**Written instruction:**
Output everything from the line containing "Pick out the teal" down to the end of the data as a JSON list of strings, one string per line, with blank lines skipped. Leave the pictures out of the list.

**Dataset records:**
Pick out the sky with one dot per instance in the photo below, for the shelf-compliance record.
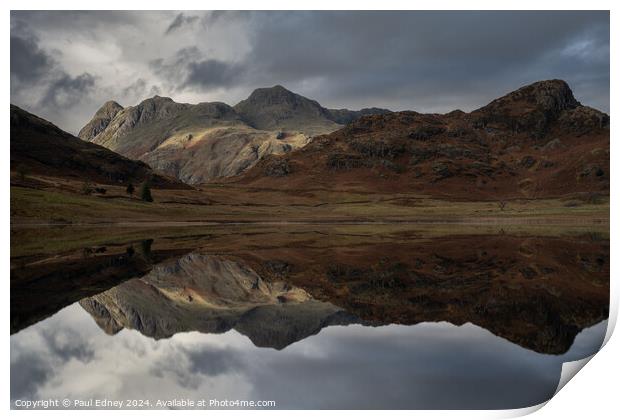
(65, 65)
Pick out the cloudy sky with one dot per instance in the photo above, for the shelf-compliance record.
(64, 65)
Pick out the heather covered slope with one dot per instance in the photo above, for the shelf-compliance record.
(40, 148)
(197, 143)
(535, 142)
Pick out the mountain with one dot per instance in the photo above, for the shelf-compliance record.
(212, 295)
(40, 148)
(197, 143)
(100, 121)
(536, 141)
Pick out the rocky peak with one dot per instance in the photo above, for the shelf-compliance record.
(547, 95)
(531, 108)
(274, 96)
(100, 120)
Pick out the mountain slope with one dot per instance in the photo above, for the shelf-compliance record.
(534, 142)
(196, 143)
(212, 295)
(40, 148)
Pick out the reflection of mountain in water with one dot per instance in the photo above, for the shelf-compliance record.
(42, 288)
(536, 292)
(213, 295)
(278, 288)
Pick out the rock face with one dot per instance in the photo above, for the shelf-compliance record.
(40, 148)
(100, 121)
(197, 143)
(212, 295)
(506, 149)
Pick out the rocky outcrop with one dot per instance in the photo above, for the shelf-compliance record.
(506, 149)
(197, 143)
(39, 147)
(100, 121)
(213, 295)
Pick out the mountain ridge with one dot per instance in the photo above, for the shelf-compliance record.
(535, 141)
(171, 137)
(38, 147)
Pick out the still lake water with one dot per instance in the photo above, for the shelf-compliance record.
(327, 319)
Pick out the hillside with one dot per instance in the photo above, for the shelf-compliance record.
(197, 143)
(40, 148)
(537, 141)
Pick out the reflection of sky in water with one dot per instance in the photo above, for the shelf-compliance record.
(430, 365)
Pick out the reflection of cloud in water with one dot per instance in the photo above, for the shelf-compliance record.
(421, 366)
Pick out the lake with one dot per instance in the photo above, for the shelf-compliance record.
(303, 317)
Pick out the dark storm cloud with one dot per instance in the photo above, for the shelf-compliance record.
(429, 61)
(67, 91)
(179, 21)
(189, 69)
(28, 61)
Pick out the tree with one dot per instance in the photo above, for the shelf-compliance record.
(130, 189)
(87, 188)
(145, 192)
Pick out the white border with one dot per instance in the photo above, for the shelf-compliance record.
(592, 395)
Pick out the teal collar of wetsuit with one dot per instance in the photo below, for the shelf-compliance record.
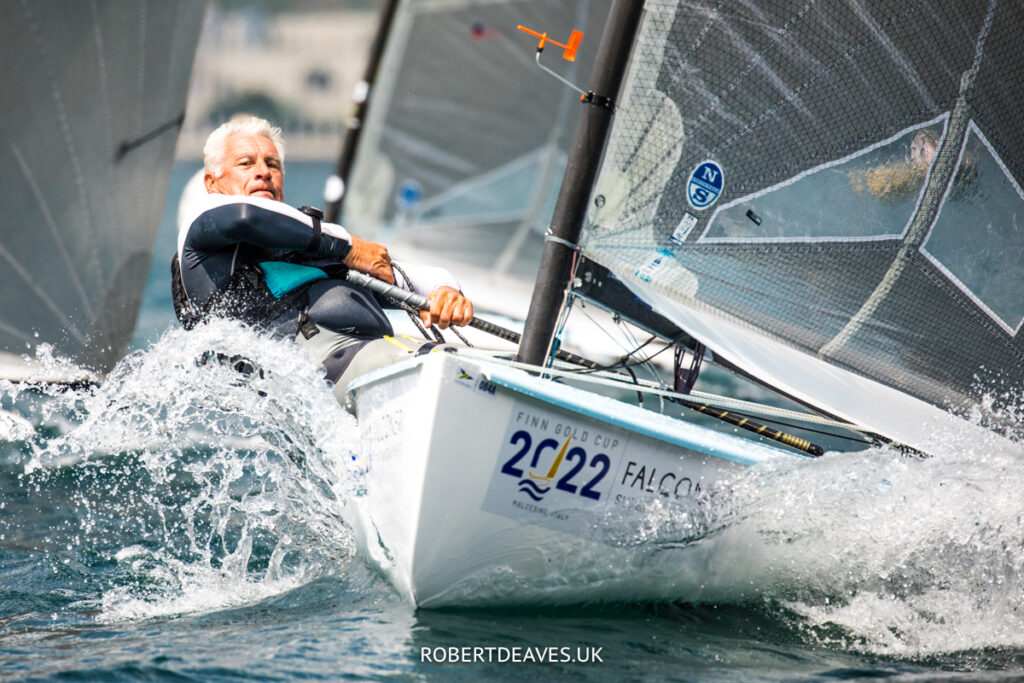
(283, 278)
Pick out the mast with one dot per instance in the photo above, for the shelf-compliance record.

**Task answer:**
[
  "Pick out the teal collar of wetsuit with one dot per instance in the photo below, for the shelf-compliance record.",
  "(283, 278)",
  "Pick out the mast with one dot per instance in the photo above, for the shelf-compliance record."
]